Your answer must contain only the lines from the one containing "I'd be grateful if you could point out where the wild" through the end of the entries below, reproduced character for character.

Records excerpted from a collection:
· · · · ·

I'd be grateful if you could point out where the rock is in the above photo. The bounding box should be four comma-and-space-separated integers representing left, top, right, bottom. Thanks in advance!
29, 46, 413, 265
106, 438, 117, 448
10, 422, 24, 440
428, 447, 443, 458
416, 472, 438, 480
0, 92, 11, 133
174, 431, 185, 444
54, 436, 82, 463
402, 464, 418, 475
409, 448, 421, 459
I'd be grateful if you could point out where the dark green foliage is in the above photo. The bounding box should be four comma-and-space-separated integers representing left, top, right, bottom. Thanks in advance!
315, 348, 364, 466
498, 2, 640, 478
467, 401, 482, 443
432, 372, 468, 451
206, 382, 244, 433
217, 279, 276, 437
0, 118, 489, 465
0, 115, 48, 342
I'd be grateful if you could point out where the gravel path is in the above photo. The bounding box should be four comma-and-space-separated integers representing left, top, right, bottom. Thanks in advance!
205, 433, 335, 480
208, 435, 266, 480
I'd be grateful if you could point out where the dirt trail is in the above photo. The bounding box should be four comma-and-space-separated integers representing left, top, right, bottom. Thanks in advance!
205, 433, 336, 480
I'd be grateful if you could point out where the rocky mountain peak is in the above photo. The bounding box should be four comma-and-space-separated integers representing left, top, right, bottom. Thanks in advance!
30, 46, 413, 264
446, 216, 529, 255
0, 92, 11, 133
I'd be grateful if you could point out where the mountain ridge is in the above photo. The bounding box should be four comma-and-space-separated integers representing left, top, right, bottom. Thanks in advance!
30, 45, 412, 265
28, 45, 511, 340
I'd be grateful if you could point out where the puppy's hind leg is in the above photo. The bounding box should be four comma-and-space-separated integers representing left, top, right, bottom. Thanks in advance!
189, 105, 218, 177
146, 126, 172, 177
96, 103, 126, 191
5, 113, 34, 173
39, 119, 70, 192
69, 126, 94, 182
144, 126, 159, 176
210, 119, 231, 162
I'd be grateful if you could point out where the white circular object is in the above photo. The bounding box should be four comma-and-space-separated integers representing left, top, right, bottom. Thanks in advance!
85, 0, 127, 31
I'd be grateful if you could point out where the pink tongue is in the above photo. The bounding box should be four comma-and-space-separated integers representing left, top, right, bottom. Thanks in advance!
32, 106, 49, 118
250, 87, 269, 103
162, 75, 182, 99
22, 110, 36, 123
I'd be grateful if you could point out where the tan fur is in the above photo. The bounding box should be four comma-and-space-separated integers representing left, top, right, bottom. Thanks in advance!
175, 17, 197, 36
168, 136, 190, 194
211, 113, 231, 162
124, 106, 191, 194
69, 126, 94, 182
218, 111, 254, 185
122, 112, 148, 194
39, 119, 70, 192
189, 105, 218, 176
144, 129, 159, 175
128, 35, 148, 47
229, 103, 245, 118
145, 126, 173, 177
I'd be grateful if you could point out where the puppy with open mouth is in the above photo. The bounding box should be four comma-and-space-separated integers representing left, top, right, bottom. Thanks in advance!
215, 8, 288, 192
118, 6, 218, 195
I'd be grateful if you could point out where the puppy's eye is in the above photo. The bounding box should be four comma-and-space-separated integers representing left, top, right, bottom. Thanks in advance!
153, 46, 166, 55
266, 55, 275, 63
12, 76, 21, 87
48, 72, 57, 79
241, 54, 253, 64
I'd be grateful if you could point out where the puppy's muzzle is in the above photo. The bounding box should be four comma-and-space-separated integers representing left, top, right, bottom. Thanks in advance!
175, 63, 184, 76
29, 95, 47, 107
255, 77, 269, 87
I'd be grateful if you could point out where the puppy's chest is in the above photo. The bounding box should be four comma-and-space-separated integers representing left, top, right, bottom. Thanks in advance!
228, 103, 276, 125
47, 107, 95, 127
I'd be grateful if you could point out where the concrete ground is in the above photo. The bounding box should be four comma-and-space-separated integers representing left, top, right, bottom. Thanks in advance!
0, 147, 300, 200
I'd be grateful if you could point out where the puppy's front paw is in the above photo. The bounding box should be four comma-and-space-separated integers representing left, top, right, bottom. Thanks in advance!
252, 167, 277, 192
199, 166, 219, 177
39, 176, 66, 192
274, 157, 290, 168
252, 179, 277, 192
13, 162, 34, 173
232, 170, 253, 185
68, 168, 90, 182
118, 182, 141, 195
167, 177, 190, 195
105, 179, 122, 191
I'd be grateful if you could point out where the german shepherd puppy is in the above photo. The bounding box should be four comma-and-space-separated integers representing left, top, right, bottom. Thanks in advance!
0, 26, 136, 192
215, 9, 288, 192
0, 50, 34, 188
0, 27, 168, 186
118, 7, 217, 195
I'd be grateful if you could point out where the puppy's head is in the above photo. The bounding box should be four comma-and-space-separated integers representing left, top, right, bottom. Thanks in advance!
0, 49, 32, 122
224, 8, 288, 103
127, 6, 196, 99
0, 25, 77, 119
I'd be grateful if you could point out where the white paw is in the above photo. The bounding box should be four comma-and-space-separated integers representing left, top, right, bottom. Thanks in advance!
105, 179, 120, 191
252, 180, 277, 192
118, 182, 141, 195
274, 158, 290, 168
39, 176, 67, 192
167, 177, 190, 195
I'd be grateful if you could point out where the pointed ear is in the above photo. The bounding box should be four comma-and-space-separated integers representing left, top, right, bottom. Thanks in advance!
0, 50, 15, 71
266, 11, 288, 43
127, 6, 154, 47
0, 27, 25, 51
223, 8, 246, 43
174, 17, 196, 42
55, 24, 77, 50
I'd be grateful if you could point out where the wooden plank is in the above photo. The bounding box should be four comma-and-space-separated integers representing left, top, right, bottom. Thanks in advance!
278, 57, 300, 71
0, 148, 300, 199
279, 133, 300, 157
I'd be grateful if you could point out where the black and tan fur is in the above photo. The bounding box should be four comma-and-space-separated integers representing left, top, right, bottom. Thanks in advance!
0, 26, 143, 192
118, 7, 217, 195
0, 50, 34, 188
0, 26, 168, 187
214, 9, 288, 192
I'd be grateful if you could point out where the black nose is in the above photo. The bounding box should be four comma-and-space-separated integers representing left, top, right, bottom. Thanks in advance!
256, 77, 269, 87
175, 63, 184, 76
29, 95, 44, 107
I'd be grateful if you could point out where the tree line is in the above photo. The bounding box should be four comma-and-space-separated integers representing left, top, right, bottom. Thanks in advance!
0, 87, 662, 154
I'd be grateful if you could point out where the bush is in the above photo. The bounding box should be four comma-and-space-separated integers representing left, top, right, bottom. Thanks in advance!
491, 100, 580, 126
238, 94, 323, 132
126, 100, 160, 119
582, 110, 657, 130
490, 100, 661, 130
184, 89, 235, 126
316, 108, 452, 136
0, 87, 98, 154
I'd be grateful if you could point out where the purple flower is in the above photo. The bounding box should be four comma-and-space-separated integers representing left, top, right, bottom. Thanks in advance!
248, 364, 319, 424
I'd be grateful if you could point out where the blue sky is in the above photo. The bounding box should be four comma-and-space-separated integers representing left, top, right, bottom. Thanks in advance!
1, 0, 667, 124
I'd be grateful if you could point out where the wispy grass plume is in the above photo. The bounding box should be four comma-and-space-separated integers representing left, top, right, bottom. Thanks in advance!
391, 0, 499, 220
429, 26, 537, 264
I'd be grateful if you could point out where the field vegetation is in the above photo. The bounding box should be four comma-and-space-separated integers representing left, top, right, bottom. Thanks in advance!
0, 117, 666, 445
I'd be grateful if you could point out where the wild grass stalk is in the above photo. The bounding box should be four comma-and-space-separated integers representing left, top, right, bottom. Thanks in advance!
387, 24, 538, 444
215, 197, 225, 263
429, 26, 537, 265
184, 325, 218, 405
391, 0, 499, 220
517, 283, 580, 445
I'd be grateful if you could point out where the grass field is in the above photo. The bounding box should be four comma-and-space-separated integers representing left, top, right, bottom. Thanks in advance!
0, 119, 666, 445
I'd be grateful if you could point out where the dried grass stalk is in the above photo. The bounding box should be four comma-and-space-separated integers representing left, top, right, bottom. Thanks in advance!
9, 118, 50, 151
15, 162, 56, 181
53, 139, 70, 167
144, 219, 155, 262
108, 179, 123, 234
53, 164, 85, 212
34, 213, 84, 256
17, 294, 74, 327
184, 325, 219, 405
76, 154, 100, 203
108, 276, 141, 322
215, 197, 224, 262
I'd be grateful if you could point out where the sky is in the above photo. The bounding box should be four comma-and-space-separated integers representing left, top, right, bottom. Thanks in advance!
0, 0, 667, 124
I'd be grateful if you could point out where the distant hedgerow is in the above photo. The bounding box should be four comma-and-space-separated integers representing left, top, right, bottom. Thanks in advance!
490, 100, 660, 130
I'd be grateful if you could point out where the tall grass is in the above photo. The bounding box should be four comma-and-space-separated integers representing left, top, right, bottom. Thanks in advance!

· · · · ·

> Result of the exercise
I'd be grateful if you could point out where the wild grass stalk is in the above photo. The bounding box should be four comma-and-space-separated integers representing left, top, right, bottom. Thanks in advance!
387, 24, 538, 444
215, 197, 225, 263
429, 26, 537, 265
184, 325, 218, 405
391, 0, 499, 220
517, 283, 580, 445
I'd be grateful if you could point out where the grass field is in the above photo. The bounding box should be four comma-and-space-separated integers representing left, top, right, bottom. Thanks in advance!
0, 119, 666, 445
I'd be grateful if you could point out where the dried grass stalk is in the above photo. The bounding box should be four comma-and-space-separated integers representing left, top, right, bottom. Thanks in advance!
9, 118, 50, 151
15, 162, 56, 181
53, 139, 70, 167
144, 219, 155, 262
108, 179, 123, 234
53, 164, 85, 212
34, 213, 84, 256
17, 294, 74, 327
184, 325, 219, 405
76, 154, 100, 203
108, 276, 141, 322
215, 197, 224, 262
I'd be grateful if you could point out where the sky is in the above photo. The bounding box should be four comma-and-space-separated integers representing left, top, right, bottom. Thanks in advance!
0, 0, 667, 124
I'd be grateful if you could point out where the distant hedgerow is in the above photo. The bounding box should be four comma-and-space-separated integers representing left, top, right, bottom. Thanks in advance!
490, 100, 660, 130
I'd be grateful if you could point out where the tall grass is in the above photo. The bounding box should be four comma-and-space-separated integers representing left, top, right, bottom. Thanks in advance!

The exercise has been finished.